— Tasks and exercises —
A. In the article on Laurie Anderson, why does she object to the word "Homeland"? Answer in one to three sentences.
B. Answer these questions from the article on Laurie Anderson:
(i) Which organization co-commissioned Homeland?
(ii) With whom did Anderson speak in Wheeler Hall?
(iii) For what event did she make the film that led to Homeland?
C. Continue the article on Laurie Anderson from where it stops.

— Exercise passage —
+---+

Storyteller and musician Laurie Anderson on art and technology
| 29 October 2008
BERKELEY — “There’s trouble in the mine,” intoned Laurie Anderson during Homeland, a work she performed at Zellerbach Hall last Friday and Saturday nights. The piece was co-commissioned by Cal Performances.
While spelling out what that troubled mine symbolizes is not Anderson’s style, over the course of 100 minutes the avant-garde musician made wryly humorous and pointed observations about this country’s collective amnesia, our national identity, consumerism writ large, disorientation, and death. On a stage lit with candles and bulbs suspended several feet in the air, Anderson talked, sang, and played violin and keyboards, accompanied by a second keyboard player, a bassist, and a cellist.
Between the two performances of Homeland, Anderson spoke in Wheeler Hall with Ken Goldberg, director of Berkeley’s Center for New Media, in a discussion that touched on artistic freedom, technology, and the role of artists.
Anderson, who at 61 doesn’t look her age, has been employing technology in her work for four decades. Her diverse CV reflects her varied talents: she’s recorded several albums; performed large-scale theatrical multimedia works that combine music, video, and storytelling; appeared in her own concert film, Home of the Brave; and collaborated with artists as varied as William Burroughs, Robert Wilson, Spalding Gray, and Peter Gabriel.
In her discussion with Goldberg — part of the Art, Technology, and Culture Colloquium series — Anderson was charming, funny, and often disarming. She traced the genesis of Homeland to a film she made for Japan’s 2005 World Expo that included a story about losing things. Anderson’s translator had asked her what she had misplaced. After thinking about it, the artist homed in on her sickening feeling of what was missing. “What I had lost was my country,” said Anderson.
“Homeland” is “not an American word,” explained Anderson, but “a fascist term” like “fatherland.” It deceptively suggests notions of cookies and warmth, she said, “though everybody knows it’s not warm at all.”

+---+

— Provided data —
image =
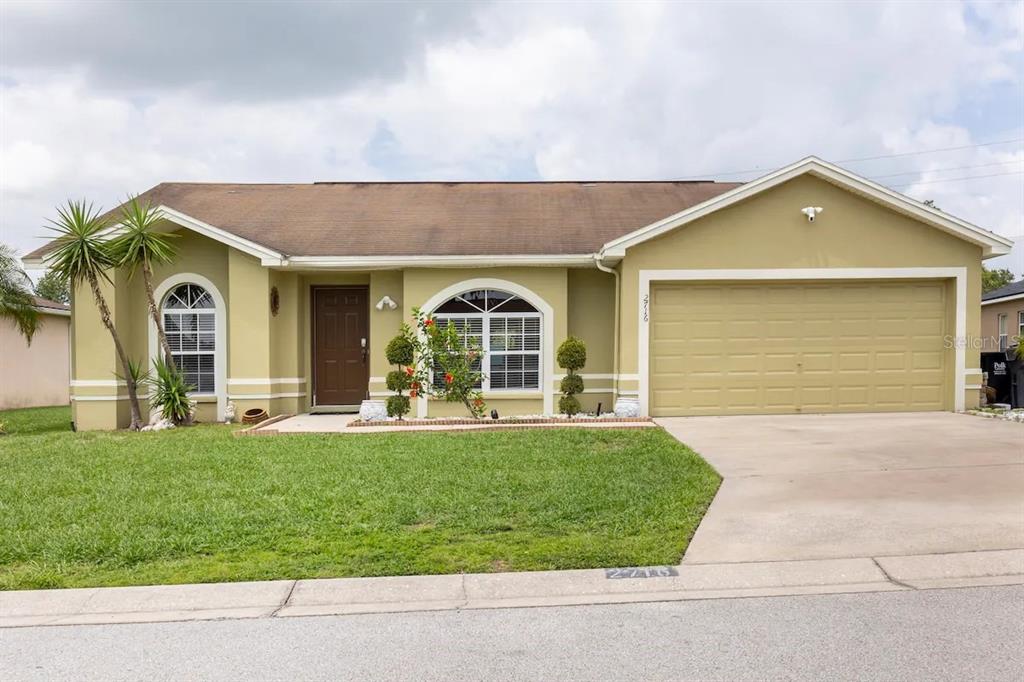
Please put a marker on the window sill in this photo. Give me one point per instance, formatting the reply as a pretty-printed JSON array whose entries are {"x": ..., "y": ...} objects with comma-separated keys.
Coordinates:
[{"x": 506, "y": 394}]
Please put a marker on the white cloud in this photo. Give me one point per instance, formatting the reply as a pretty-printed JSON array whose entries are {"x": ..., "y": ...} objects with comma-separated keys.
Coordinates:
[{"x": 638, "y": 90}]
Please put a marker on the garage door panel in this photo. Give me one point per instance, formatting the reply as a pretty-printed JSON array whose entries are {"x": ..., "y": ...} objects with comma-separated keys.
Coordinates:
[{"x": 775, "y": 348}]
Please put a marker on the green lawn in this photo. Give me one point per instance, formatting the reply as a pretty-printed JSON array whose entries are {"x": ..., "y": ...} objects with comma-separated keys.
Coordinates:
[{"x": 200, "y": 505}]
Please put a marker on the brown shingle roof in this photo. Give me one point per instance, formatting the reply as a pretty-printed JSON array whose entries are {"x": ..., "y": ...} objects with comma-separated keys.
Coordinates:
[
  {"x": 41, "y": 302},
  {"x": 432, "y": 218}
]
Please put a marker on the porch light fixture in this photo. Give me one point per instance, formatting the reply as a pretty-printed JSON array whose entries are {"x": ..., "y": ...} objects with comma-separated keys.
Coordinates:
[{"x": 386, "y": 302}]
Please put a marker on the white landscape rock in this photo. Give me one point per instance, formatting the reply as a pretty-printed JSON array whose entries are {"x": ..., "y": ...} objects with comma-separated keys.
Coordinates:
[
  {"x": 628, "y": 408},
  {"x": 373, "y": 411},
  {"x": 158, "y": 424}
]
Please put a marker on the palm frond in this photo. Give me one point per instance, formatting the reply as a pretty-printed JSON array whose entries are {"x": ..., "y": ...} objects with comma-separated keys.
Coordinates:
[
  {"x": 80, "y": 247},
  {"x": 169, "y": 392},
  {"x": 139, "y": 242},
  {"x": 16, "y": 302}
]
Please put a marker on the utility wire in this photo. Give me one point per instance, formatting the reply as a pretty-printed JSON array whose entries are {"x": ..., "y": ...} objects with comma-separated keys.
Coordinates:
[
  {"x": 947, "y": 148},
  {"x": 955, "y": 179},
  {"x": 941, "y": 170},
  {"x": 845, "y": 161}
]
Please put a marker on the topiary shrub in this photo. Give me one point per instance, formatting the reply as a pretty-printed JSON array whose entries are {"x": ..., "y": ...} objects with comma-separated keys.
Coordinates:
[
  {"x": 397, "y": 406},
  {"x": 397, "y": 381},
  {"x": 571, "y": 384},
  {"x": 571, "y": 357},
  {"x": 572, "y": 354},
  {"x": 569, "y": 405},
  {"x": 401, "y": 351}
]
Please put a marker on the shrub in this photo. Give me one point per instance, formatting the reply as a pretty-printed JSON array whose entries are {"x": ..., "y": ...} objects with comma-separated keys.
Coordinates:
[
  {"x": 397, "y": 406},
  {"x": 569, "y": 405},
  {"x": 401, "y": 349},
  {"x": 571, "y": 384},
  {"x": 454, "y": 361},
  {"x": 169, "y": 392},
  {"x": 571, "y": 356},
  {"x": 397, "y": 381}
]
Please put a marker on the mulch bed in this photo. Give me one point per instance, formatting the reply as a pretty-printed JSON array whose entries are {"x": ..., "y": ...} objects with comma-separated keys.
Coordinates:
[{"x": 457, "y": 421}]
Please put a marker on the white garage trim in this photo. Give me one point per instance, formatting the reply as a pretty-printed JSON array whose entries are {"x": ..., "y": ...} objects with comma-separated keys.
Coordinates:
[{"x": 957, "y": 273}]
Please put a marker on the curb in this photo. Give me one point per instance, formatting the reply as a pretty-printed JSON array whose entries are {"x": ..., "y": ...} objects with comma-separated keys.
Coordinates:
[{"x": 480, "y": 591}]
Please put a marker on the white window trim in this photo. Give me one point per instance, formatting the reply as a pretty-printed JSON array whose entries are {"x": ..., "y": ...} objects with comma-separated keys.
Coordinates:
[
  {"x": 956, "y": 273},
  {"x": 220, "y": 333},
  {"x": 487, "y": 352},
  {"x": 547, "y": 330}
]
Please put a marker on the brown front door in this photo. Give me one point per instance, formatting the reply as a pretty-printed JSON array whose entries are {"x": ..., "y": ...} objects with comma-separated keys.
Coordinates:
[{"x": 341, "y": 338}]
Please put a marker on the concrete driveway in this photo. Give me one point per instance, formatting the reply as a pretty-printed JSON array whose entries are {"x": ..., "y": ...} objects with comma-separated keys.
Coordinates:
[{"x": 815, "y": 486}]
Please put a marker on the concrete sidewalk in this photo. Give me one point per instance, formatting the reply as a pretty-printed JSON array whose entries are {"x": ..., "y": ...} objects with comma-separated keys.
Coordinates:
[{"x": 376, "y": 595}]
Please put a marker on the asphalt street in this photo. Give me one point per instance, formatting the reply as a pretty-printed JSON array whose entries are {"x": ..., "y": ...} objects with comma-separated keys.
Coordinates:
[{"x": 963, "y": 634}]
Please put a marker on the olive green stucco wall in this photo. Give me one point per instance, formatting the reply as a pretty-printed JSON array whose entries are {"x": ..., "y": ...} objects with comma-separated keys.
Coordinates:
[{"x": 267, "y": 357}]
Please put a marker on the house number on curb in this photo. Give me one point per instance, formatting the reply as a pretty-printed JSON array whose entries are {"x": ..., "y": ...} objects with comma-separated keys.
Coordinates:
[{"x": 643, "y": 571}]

+---+

— Answers by item —
A. Anderson says "Homeland" is "not an American word" but "a fascist term" like "fatherland." She adds that it deceptively suggests cookies and warmth, "though everybody knows it's not warm at all."

B.
(i) Cal Performances.
(ii) Ken Goldberg, director of Berkeley's Center for New Media.
(iii) Japan's 2005 World Expo.

C.
“We have an extremely story-savvy government” that spins tales very consciously, Anderson charged. A year ago, she recalled, there was “all this saber-rattling going on” to convince the American public of the need to invade Iran. Some of the public, she said, bought into that narrative. Such a story doesn’t have to be true, she said; it just has to be a good story with “an evil dictator and a hidden treasure.”
Technology can get in the way
Back in 1981, Anderson had an improbable hit with her song “O Superman (For Massenet).” It was written at around the time of the Iranian hostage crisis, she recalled, “at the beginning of a war that’s still going on.” The U.S. was trying to rescue its captive citizens by using helicopters, and the helicopters crashed in the desert. The song “is about how technology can’t save you,” she explained.
An audience member asked Anderson whether technology ever gets in the way of making art. “All the time,” she replied. “It depends on how you hold it.” Technology is a means to create certain things, she said, adding that its use doesn’t improve or diminish a piece of art.
Goldberg asked Anderson whether she sees herself as an artistic conduit or medium. “I see myself as more of a pointer,” she answered. She steers her audience’s attention to “things that are not that unusual or weird,” but that she sees “from a slightly different point of view.”
Nor does she view herself as an artist charged with making the world a better place — although if that occurs, it’s great, she says. But prioritizing it “makes it into something missionary and creepy.” Anderson’s hope is “to just tell some stories and leave it at that.”